## TEXT SEGMENT
■ ■ ■
From mboxrd@z Thu Jan  1 00:00:00 1970
Return-Path: <linux-kernel-owner@vger.kernel.org>
Received: (majordomo@vger.kernel.org) by vger.kernel.org via listexpand
	id S933821Ab0DHXKs (ORCPT <rfc822;w@1wt.eu>);
	Thu, 8 Apr 2010 19:10:48 -0400
Received: from nat.nue.novell.com ([195.135.221.3]:33485 "EHLO
	emea5-mh.id5.novell.com" rhost-flags-OK-OK-OK-FAIL) by vger.kernel.org
	with ESMTP id S933728Ab0DHXKq (ORCPT
	<rfc822;linux-kernel@vger.kernel.org>);
	Thu, 8 Apr 2010 19:10:46 -0400
Subject: Re: [PATCH 4/6] futex: Add FUTEX_LOCK with optional adaptive
 spinning
From: "Peter W. Morreale" <pmorreale@novell.com>
To: Darren Hart <dvhltc@us.ibm.com>
Cc: Thomas Gleixner <tglx@linutronix.de>, linux-kernel@vger.kernel.org,
       Peter Zijlstra <peterz@infradead.org>, Ingo Molnar <mingo@elte.hu>,
       Eric Dumazet <eric.dumazet@gmail.com>, Rik van Riel <riel@redhat.com>,
       Steven Rostedt <rostedt@goodmis.org>,
       Gregory Haskins <ghaskins@novell.com>,
       Sven-Thorsten Dietrich <sdietrich@novell.com>,
       Chris Mason <chris.mason@oracle.com>,
       John Cooper <john.cooper@third-harmonic.com>,
       Chris Wright <chrisw@sous-sol.org>, Avi Kivity <avi@redhat.com>,
       Peter Zijlstra <a.p.zijlstra@chello.nl>
In-Reply-To: <4BBD4C92.8010701@us.ibm.com>
References: <1270499039-23728-1-git-send-email-dvhltc@us.ibm.com>
	 <1270499039-23728-5-git-send-email-dvhltc@us.ibm.com>
	 <alpine.LFD.2.00.1004061818250.32352@localhost.localdomain>
	 <4BBCC02C.5090000@us.ibm.com>
	 <alpine.LFD.2.00.1004072124250.32352@localhost.localdomain>
	 <4BBD4C92.8010701@us.ibm.com>
Content-Type: text/plain; charset="UTF-8"
Organization: Novell Inc.
Date: Thu, 08 Apr 2010 17:10:33 -0600
Message-ID: <1270768233.6318.45.camel@hermosa.site>
Mime-Version: 1.0
X-Mailer: Evolution 2.28.2 
Content-Transfer-Encoding: 7bit
Sender: linux-kernel-owner@vger.kernel.org
List-ID: <linux-kernel.vger.kernel.org>
X-Mailing-List: linux-kernel@vger.kernel.org

On Wed, 2010-04-07 at 20:25 -0700, Darren Hart wrote:
> Thomas Gleixner wrote:
> > On Wed, 7 Apr 2010, Darren Hart wrote:
> >> Thomas Gleixner wrote:
> >>> On Mon, 5 Apr 2010, Darren Hart wrote:
> >>> Hmm. The order is weird. Why don't you do that simpler ?
■ ■ ■
## THE TASK
Please name the mail program and version that sent the mailing list message.

## Entries for labeling object positions
■ ■ ■
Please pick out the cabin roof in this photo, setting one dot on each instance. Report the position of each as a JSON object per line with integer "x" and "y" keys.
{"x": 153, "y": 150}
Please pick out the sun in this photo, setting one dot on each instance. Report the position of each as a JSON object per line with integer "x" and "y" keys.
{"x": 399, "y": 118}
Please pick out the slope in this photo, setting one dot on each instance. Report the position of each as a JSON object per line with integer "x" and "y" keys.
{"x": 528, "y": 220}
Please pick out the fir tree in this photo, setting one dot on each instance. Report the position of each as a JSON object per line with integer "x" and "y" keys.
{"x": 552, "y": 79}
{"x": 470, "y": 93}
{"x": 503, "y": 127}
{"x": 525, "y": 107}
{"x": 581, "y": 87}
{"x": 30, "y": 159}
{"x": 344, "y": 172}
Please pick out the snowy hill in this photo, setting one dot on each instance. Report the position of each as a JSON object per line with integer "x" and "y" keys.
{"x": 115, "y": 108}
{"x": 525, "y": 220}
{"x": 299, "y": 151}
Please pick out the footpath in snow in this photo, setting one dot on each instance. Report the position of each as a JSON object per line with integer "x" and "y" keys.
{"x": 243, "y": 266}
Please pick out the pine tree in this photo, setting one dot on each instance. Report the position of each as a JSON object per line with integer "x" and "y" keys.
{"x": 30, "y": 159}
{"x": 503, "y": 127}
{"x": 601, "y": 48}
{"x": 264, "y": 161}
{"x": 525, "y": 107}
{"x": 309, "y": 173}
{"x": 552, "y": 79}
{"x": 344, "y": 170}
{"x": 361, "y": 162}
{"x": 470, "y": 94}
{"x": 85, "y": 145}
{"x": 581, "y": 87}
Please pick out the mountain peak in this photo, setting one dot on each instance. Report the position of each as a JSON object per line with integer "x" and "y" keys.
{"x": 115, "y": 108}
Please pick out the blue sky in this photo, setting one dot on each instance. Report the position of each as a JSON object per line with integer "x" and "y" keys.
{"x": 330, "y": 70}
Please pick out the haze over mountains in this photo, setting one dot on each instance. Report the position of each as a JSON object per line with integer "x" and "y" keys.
■ ■ ■
## SOLVED PROBLEM
Evolution 2.28.2